Question

\- When solid ammonium carbamate sublimes, it dissociates completely into ammonia and carbon dioxide according to the following equation: $$ \left(\mathrm{NH}_{4}\right)\left(\mathrm{H}_{2} \mathrm{NCO}_{2}\right)(\mathrm{s}) \rightleftharpoons 2 \mathrm{NH}_{3}(\mathrm{g})+\mathrm{CO}_{2}(\mathrm{g}) $$ At \(25^{\circ} \mathrm{C},\) experiment shows that the total pressure of the gases in equilibrium with the solid is 0.116 atm. What is the equilibrium constant, \(K_{p} ?\)

Short answer

The equilibrium constant \( K_p \) is approximately \( 8.63 \times 10^{-6} \).

Step-by-step solution

Understand the Chemical Equation

The given equilibrium reaction is: \[ (\mathrm{NH}_{4})(\mathrm{H}_{2} \mathrm{NCO}_{2})(\mathrm{s}) \rightleftharpoons 2 \mathrm{NH}_{3}(\mathrm{g}) + \mathrm{CO}_{2}(\mathrm{g}) \]Solid ammonium carbamate dissociates into ammonia and carbon dioxide gases. The equilibrium constant \( K_p \) expresses the ratio of the partial pressures of products to the reactants. Since the reactant is a solid, it does not appear in the expression for \( K_p \).

Write the Expression for Kp

In this reaction, the equilibrium constant, \( K_p \), is related to the partial pressures of the gaseous products:\[ K_p = P_{\mathrm{NH}_3}^2 \cdot P_{\mathrm{CO}_2} \]Since solid concentrations are not included, we focus only on \( \mathrm{NH}_3 \) and \( \mathrm{CO}_2 \) pressures.

Calculate the Partial Pressures

At equilibrium, the total pressure of the gases is 0.116 atm. Let \( P_{\mathrm{CO}_2} = x \) and \( P_{\mathrm{NH}_3} = 2x \) since two moles of \( \mathrm{NH}_3 \) form for each mole of \( \mathrm{CO}_2 \). Thus, the total pressure is:\[ P_{\text{total}} = P_{\mathrm{NH}_3} + P_{\mathrm{CO}_2} = 2x + x = 3x \]Since \( P_{\text{total}} = 0.116 \text{ atm} \), solve for \( x \):\[ 3x = 0.116 \quad \Rightarrow \quad x = \frac{0.116}{3} = 0.0387 \text{ atm} \]

Substitute the Partial Pressures into Kp

Now substitute the partial pressures into the expression for \( K_p \):\[ P_{\mathrm{CO}_2} = 0.0387 \text{ atm}, \quad P_{\mathrm{NH}_3} = 2 \times 0.0387 = 0.0774 \text{ atm} \]\[ K_p = (0.0774)^2 \cdot 0.0387 \]

Calculate Kp Value

Compute the value of \( K_p \):\[ K_p = 0.0774^2 \cdot 0.0387 = 0.000223 \cdot 0.0387 = 8.63 \times 10^{-6} \]Hence, the equilibrium constant \( K_p \) is approximately \( 8.63 \times 10^{-6} \).

Key concepts

Equilibrium Constant

The equilibrium constant, often denoted as \( K \), is a crucial concept in the study of chemical equilibrium. It gives a numerical value to the ratio of concentrations or partial pressures of products and reactants at equilibrium in a reversible chemical reaction.
This value is specific for a given reaction at a particular temperature. For reactions involving gases, the equilibrium constant is expressed in terms of partial pressures, symbolized as \( K_p \).

Here is how you determine \( K_p \):

• Identify the products and reactants in your balanced equation.
• Write the expression for \( K_p \), which includes only gaseous species (solids and liquids are not included).

◆ **What is asked**
1. Decide whether each statement agrees with the ammonium carbamate solution, answering yes or no and quoting the deciding words: (a) The solid reactant is included in the Kp expression. (b) The measured total gas pressure at 25 °C is 0.116 atm. (c) The equilibrium constant value holds regardless of temperature.
2. Answer from the ammonium carbamate solution:
(a) Into which two gases does solid ammonium carbamate dissociate?
(b) Why is the partial pressure of NH3 set to 2x?
(c) What partial pressure is calculated for CO2?

Excerpts from a pointing dataset

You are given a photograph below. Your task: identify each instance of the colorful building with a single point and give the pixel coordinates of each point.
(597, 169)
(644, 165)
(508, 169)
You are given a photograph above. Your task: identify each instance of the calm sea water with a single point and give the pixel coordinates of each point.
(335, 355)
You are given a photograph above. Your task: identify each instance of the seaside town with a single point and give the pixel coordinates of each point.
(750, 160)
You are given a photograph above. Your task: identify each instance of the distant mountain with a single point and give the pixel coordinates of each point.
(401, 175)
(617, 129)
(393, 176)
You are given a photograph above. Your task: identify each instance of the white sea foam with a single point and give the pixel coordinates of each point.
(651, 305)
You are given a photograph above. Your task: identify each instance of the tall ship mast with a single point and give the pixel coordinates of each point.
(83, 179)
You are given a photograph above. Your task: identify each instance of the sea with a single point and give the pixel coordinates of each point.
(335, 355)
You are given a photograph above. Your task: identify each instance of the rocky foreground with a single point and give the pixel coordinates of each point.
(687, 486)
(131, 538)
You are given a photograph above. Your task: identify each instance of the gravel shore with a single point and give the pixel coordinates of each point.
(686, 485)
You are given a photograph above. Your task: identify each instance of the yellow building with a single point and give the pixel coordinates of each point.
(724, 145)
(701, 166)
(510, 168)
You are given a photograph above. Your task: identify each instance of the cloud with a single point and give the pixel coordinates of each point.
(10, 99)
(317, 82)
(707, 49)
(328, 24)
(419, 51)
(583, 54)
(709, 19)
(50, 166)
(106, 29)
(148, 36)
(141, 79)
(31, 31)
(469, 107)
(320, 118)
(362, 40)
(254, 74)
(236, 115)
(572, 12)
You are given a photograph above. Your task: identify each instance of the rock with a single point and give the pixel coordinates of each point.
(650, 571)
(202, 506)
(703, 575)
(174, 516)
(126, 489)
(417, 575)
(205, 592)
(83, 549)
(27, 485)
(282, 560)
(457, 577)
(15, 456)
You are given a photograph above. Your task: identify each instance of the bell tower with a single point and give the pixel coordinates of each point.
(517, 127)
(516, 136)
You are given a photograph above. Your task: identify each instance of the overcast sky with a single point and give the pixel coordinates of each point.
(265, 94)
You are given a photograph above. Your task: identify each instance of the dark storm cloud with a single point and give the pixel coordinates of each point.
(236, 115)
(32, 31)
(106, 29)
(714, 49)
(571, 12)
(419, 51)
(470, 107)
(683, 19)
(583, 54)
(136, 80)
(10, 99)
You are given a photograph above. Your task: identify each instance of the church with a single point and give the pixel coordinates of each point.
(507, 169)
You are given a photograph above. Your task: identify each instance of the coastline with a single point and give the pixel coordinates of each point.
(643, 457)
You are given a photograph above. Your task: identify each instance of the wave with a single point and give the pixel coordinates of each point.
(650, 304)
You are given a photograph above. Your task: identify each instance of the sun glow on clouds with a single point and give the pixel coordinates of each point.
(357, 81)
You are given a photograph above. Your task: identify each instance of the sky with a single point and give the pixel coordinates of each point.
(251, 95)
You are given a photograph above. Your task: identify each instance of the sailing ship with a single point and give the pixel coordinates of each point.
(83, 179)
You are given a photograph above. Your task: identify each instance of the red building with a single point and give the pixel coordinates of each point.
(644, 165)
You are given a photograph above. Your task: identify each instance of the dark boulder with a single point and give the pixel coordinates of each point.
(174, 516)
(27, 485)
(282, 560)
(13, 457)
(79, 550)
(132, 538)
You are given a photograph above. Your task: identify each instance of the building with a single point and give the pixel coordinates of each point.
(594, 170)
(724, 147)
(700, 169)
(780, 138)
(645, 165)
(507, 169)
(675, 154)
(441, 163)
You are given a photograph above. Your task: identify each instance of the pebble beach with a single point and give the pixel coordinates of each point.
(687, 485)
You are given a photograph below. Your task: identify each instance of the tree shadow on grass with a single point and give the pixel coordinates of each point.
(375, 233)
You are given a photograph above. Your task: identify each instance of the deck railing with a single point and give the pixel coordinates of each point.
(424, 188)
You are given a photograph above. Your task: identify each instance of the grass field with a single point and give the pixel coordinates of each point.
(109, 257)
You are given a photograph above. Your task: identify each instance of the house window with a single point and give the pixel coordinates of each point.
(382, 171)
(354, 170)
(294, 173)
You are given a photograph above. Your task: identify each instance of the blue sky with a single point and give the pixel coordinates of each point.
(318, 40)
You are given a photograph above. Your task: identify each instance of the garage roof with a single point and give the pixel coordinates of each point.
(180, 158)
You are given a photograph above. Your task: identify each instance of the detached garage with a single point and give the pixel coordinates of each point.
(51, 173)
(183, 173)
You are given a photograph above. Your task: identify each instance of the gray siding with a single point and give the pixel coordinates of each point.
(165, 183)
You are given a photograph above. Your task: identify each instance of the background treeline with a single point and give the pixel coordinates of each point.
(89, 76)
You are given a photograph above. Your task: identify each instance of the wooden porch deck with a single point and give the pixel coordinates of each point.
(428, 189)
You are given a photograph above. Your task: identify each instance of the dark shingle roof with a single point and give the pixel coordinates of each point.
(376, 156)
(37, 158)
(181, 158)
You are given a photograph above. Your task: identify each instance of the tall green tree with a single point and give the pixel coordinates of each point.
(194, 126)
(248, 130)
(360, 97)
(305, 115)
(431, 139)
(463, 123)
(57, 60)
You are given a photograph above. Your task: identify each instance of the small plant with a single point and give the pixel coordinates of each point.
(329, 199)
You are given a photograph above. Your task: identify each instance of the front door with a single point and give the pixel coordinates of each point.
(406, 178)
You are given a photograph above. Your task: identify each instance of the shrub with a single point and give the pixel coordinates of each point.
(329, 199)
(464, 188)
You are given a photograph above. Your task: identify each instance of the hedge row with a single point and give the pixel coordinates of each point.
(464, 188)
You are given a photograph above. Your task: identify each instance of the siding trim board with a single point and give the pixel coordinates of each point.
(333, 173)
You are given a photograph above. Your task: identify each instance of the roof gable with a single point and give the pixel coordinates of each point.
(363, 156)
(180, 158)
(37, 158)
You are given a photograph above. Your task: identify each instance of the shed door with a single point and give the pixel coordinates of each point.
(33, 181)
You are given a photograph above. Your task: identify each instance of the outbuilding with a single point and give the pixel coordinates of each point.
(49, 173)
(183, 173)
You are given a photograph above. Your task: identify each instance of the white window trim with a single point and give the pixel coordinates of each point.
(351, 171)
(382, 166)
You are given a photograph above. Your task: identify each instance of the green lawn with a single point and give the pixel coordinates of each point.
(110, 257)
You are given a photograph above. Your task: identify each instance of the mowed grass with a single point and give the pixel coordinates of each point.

◆ **Solutions below**
1.
(a) No: "solids and liquids are not included"
(b) Yes: "the total pressure of the gases in equilibrium with the solid is 0.116 atm"
(c) No: "This value is specific for a given reaction at a particular temperature."

2.
(a) Ammonia and carbon dioxide.
(b) Two moles of NH3 form for each mole of CO2.
(c) 0.0387 atm.